#### Instruções de trabalho:
- a) Segundo o relato sobre a PIDE, onde trabalhava o marido da narradora quando foi preso?
- b) Faça um resumo do relato sobre a PIDE em duas frases.

#### Texto fornecido:
=-=-=

Enquanto o meu marido esteve preso, continuei a trabalhar na Cooperativa, a dar apoio às pessoas que estavam clandestinas e a ir às reuniões do Sindicato. A PIDE aparecia na Cooperativa a toda a hora. A secretaria onde eu trabalhava tinha uma porta de vidro, que me permitia controlar quem chegava. Um dia apareceu um pide a perguntar por um amigo nosso, o Santana. Levantei-me, fui à secretária do Marques Antunes, que era o meu chefe na altura - e era do Partido e já tinha estado preso - e liguei para a irmã do Santana a avisar do que estava a acontecer. Ele conseguiu fugir. Também consegui avisar o João Gentil a tempo de ele se safar.

Em certa ocasião, levei algumas tarjetas e umas fichas da Cooperativa para casa para adiantar trabalho. A PIDE veio bater-me à porta e perguntou-me o que era aquilo. Reviraram tudo. Eles estavam muito desconfiados. Insistiam que eu estava muito envolvida em atividades políticas. Queriam arranjar provas para me prender. Na prisão, o meu marido sempre negou o meu envolvimento.

Depois de sair na prisão, estava marcado

O meu marido saiu da prisão no dia em que se cumpriram os dois anos de pena, à meia-noite. Eu estava à espera dele, juntamente com vários amigos. Quando ele foi preso, trabalhava na Lisnave mas, depois de sair, estava marcado. Não lhe davam emprego, era uma pessoa indesejável. Por esta altura, fiquei grávida do meu filho Zé, que já morreu há cinco anos.

=-=-=

Entradas de dados guardadas:
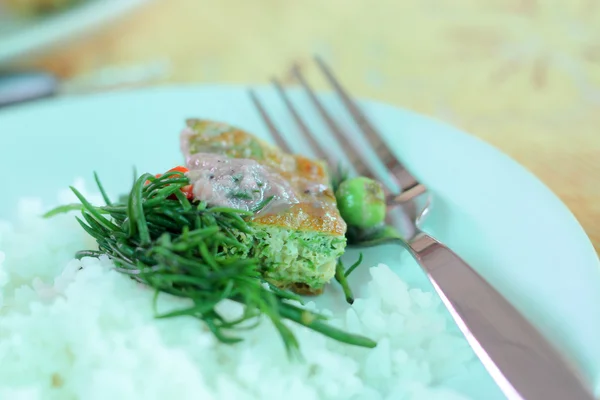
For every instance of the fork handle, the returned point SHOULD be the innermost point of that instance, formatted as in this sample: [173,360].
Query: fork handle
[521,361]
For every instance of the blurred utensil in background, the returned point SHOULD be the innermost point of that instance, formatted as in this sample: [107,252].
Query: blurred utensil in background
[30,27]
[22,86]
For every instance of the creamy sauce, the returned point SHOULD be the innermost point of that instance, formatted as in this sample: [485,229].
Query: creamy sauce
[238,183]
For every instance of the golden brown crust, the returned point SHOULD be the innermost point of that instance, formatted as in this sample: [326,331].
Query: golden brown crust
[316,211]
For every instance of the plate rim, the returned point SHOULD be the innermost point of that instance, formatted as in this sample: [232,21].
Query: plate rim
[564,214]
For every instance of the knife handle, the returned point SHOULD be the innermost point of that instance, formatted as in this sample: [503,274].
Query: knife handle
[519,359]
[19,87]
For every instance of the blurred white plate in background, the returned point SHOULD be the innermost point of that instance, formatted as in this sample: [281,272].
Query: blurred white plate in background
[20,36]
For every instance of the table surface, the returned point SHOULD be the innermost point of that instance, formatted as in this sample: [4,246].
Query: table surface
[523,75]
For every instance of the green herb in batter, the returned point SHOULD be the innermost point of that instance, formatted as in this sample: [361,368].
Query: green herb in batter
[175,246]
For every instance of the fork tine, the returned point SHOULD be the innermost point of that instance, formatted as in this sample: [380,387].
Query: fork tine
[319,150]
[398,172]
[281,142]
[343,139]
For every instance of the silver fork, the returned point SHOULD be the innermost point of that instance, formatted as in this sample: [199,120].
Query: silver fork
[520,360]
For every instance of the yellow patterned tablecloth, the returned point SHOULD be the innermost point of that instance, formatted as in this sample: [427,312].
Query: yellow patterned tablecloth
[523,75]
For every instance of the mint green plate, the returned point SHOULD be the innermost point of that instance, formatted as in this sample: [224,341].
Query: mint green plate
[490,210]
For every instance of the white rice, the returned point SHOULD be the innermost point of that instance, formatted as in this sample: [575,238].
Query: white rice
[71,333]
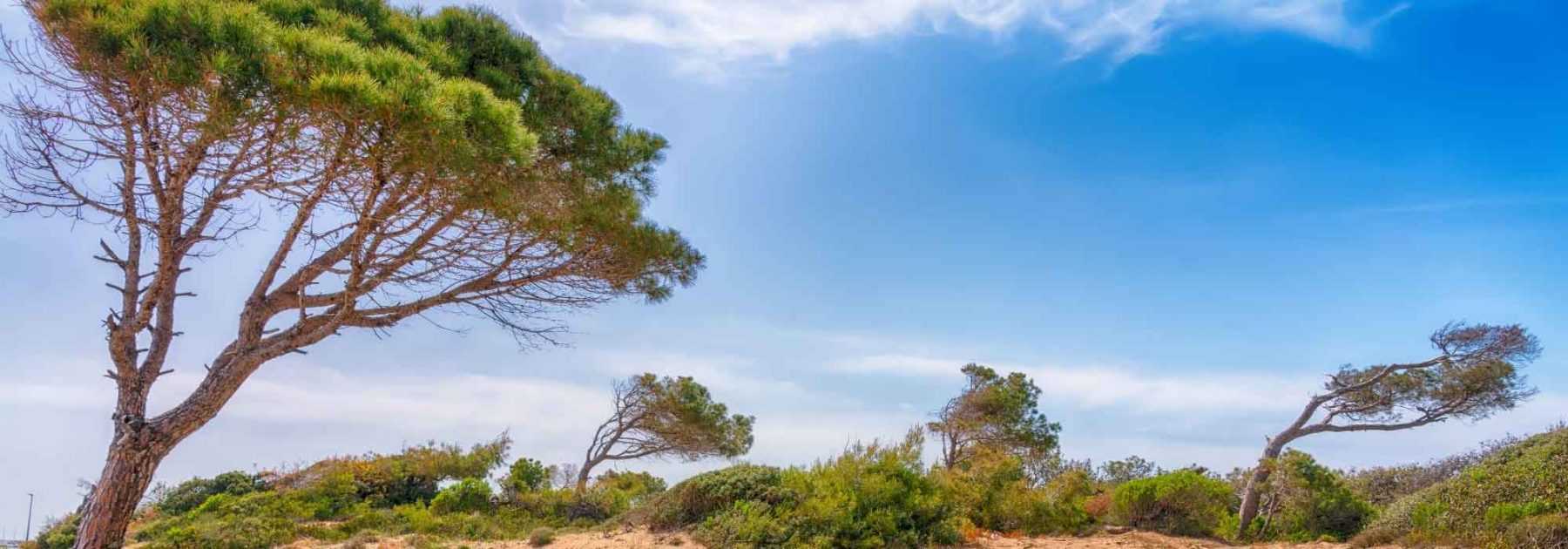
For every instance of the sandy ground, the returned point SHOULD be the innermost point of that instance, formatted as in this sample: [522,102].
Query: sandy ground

=-=-=

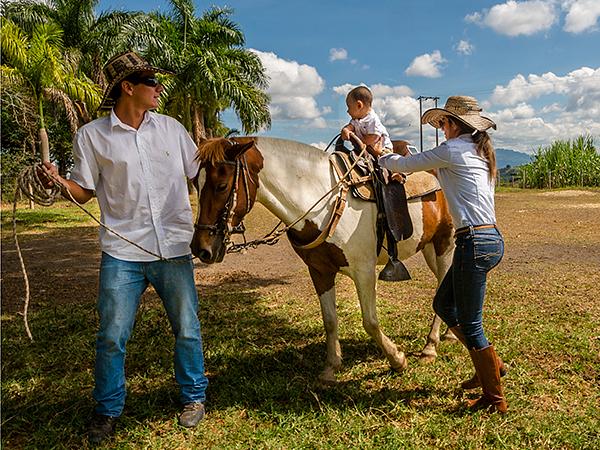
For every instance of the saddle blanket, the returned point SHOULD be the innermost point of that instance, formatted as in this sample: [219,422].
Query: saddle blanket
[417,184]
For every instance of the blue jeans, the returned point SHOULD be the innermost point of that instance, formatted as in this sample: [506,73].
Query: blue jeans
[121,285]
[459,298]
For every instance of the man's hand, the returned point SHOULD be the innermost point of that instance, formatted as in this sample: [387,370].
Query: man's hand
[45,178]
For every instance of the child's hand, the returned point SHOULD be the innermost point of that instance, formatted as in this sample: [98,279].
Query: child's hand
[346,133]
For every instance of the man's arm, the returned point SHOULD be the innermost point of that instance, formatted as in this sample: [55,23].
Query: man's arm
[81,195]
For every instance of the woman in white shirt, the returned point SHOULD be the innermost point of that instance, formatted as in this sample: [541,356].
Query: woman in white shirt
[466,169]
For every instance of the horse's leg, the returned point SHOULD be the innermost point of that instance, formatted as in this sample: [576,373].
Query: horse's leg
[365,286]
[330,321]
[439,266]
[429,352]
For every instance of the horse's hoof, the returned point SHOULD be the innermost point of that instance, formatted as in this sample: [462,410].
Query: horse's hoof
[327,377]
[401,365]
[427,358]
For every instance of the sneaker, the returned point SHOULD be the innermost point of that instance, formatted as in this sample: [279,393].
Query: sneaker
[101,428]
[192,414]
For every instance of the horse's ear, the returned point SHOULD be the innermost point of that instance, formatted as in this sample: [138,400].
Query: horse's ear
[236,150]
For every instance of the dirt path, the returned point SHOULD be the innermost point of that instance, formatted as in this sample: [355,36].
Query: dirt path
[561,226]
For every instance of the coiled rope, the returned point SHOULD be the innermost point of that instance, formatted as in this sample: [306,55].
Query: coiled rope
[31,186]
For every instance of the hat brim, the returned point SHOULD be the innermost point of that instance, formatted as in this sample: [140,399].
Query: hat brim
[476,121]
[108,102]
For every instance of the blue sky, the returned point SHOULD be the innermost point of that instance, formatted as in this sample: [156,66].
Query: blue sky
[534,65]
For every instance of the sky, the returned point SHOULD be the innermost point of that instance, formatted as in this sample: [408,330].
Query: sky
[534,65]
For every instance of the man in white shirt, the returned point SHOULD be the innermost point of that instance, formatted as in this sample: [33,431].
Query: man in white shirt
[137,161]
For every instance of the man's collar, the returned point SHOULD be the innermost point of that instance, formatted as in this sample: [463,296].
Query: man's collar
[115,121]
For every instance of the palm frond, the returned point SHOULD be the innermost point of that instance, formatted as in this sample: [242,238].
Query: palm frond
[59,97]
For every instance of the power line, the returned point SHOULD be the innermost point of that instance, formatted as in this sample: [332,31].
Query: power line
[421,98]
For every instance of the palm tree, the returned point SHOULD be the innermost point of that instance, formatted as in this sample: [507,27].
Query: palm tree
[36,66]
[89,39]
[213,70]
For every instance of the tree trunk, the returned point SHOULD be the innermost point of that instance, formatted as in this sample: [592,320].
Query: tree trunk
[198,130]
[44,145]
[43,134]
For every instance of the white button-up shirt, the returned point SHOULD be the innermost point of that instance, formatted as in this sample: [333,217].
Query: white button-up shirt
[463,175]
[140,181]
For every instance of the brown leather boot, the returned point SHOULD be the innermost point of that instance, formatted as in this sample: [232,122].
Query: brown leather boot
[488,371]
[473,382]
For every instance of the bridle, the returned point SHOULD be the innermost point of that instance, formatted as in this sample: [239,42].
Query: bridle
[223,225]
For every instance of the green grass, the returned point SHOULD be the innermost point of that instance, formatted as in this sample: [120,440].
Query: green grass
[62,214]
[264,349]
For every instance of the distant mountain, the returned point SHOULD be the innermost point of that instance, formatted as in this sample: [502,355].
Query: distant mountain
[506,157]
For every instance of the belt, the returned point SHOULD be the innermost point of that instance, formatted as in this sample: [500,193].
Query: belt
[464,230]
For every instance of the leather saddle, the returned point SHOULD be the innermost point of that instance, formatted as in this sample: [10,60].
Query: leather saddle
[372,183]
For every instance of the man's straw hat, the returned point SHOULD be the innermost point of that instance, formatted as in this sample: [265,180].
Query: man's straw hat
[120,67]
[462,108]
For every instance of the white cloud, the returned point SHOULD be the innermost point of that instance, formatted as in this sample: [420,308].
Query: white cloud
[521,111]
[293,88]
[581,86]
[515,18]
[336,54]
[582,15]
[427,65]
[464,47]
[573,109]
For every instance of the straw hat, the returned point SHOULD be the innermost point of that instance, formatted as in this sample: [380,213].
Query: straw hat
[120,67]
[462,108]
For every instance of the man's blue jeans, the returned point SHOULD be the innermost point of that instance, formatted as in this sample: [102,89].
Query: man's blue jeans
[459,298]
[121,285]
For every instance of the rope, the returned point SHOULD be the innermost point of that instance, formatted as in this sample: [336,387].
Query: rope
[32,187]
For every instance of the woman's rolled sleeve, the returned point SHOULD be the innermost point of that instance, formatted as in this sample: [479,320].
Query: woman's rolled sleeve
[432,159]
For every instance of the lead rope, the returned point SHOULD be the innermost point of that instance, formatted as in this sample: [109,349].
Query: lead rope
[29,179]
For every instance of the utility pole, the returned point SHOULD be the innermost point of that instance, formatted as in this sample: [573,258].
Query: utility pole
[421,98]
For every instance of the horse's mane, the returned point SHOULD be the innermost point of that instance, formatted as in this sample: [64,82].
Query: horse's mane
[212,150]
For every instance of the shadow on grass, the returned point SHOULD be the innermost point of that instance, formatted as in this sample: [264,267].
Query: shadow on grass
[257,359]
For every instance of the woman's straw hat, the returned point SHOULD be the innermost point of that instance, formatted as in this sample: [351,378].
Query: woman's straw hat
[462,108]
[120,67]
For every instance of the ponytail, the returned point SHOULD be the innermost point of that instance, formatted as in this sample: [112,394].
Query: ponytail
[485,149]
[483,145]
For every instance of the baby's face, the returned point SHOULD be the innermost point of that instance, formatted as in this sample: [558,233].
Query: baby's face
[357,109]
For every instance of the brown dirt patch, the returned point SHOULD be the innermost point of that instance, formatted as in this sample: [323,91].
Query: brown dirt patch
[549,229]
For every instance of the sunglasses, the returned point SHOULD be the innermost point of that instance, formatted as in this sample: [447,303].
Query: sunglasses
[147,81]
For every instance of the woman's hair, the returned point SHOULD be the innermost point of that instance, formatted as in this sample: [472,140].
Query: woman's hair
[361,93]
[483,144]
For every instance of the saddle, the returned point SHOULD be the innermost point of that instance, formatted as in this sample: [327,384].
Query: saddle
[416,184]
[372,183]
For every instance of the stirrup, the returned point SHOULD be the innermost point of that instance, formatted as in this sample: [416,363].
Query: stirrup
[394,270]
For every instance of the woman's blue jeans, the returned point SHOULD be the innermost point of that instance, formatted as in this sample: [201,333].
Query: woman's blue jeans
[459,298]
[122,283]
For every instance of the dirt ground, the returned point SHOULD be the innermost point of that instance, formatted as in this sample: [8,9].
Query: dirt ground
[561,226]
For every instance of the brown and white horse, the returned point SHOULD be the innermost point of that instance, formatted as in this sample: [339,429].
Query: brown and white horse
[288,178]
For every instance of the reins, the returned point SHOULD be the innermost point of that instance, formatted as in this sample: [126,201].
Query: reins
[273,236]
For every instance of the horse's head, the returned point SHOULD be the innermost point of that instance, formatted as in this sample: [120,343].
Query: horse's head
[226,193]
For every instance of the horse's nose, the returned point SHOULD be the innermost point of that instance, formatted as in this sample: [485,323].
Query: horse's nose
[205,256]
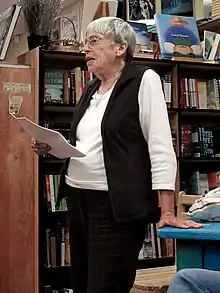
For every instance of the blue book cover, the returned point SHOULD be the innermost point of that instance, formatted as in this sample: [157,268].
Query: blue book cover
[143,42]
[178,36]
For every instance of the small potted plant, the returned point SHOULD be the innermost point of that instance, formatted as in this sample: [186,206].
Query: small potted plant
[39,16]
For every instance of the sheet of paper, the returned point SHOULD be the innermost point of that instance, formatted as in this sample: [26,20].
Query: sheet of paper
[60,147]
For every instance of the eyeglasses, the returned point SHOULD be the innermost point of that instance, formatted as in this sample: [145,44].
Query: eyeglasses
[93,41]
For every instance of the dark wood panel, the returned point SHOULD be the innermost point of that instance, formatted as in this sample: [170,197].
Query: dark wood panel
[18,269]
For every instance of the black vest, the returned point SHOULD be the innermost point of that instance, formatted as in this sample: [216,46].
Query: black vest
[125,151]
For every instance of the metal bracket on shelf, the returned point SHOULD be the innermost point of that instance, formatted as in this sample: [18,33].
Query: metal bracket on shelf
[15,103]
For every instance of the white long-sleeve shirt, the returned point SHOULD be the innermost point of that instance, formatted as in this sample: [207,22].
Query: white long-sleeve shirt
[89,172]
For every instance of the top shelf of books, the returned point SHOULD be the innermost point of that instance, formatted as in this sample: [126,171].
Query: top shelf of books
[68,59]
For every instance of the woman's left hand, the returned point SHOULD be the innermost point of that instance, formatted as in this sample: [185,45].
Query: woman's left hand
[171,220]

=-=-=

#### Respostas por item:
- a) Na Lisnave.

- b) Enquanto o marido esteve preso, a narradora continuou a trabalhar na Cooperativa e conseguiu avisar amigos a tempo de escaparem à PIDE, que chegou também a revistar-lhe a casa em busca de provas para a prender. O marido saiu da prisão ao fim dos dois anos de pena, mas ficou marcado e não lhe davam emprego.